**Extract to read**
◇ ◇ ◇

10/06/25

MAISON MARGIELA SS26: THE SHADOWS THAT SPEAK IN SILENCE


In a world where fashion rarely whispers anymore, Glenn Martens chose to do exactly that. During Paris Fashion Week 2025, the designer unveiled his first ready-to-wear collection for Maison Margiela, a show that felt less like a debut and more like a séance. It was an encounter with ghosts the lingering spirits of his Artisanal 2025 haute couture presentation reimagined in a quieter, spectral form. Martens doesn’t start from scratch; he continues a conversation. One that exists somewhere between melancholy and precision, between architecture and emotion.

From the very first look, it was clear this would not be a conventional fashion show but rather a slow, hypnotic unraveling of memory. The runway opened with two black leather coats, long and severe, evoking a gothic sense of authority. Behind them came double breasted vests with rounded necklines, worn without shirts a gesture both intimate and raw. In that calculated exposure, Martens revealed his signature tension: the interplay between control and vulnerability, austerity and desire.

◇ ◇ ◇

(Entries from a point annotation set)
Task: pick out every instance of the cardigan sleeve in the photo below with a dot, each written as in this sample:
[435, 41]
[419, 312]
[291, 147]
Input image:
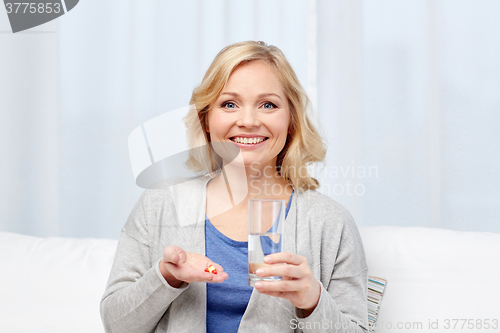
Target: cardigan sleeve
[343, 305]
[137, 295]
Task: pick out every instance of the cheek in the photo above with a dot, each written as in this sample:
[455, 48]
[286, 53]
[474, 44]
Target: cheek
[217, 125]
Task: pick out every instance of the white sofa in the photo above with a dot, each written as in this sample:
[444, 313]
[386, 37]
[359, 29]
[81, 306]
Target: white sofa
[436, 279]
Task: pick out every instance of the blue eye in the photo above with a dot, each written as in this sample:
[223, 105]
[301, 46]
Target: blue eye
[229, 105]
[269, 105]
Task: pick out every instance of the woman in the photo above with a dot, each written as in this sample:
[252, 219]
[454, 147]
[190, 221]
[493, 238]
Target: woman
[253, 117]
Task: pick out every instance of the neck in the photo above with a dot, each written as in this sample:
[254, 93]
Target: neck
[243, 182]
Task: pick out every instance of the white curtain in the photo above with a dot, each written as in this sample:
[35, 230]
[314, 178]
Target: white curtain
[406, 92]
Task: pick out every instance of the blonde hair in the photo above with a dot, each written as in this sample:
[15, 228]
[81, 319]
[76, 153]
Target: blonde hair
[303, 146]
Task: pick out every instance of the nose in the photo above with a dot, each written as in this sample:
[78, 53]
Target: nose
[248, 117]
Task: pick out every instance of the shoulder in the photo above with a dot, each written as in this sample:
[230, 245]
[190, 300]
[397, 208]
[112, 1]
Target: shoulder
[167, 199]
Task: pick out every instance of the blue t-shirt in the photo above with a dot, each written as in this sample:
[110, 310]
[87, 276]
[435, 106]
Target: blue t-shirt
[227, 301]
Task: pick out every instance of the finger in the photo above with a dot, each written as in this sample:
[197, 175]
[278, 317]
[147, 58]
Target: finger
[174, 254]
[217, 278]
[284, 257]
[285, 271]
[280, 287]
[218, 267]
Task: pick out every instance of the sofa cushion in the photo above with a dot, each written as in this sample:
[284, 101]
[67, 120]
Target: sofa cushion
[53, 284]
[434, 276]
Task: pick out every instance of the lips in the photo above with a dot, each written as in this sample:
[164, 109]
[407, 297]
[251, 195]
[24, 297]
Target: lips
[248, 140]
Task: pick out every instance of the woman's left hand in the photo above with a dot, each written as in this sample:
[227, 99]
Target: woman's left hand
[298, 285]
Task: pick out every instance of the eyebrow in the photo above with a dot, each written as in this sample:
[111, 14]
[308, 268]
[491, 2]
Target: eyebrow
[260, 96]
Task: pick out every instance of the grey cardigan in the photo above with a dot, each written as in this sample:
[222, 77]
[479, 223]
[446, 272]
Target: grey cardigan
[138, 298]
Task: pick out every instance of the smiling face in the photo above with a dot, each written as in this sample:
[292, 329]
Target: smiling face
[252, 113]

◇ ◇ ◇

**Your tasks**
A. Copy out the passage of the fashion show review from "MAISON MARGIELA SS26: THE" up to and including "architecture and emotion.".
B. Rewrite the records from the line with "Task: pick out every instance of the smiling" up to and including the last line of the records, replacing "smiling face" with "grinning face" and leaving everything else unchanged.
These records bear no relation to the text.

**Answers**
A.
MAISON MARGIELA SS26: THE SHADOWS THAT SPEAK IN SILENCE


In a world where fashion rarely whispers anymore, Glenn Martens chose to do exactly that. During Paris Fashion Week 2025, the designer unveiled his first ready-to-wear collection for Maison Margiela, a show that felt less like a debut and more like a séance. It was an encounter with ghosts the lingering spirits of his Artisanal 2025 haute couture presentation reimagined in a quieter, spectral form. Martens doesn’t start from scratch; he continues a conversation. One that exists somewhere between melancholy and precision, between architecture and emotion.

B.
Task: pick out every instance of the grinning face in the photo above with a dot, each written as in this sample:
[292, 329]
Target: grinning face
[252, 113]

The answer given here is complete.